#### Data for the task ####
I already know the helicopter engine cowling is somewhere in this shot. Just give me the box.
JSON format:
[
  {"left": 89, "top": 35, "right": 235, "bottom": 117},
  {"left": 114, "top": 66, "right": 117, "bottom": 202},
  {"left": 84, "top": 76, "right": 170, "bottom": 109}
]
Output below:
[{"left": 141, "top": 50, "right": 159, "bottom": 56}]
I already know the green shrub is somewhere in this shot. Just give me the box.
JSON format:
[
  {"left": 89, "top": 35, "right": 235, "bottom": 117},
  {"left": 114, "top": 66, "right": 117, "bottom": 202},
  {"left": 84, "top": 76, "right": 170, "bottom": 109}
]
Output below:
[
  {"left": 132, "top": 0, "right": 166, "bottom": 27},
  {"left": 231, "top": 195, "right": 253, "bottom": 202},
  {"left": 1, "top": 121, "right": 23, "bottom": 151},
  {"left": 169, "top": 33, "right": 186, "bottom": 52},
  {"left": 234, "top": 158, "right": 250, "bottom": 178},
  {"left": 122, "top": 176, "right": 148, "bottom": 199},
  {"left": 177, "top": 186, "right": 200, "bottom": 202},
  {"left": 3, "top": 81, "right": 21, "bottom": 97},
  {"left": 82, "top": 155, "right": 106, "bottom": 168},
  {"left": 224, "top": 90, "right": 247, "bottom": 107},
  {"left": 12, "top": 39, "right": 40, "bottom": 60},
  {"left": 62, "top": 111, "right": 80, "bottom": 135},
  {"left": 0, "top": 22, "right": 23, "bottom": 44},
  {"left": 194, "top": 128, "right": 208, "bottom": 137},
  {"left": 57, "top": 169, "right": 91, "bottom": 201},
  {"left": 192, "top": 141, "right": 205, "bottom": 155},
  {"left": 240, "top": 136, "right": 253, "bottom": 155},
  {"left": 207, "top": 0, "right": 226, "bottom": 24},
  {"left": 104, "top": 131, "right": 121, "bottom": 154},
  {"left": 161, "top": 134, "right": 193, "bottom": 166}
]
####
● Set problem
Pick out every line above that contains the word "give", and copy each one in full. Case counts, so capital and small letters must match.

● Solution for this exercise
I already know the helicopter engine cowling is somewhere in this shot. Just give me the box.
I already know the green shrub is somewhere in this shot. Just give me the box.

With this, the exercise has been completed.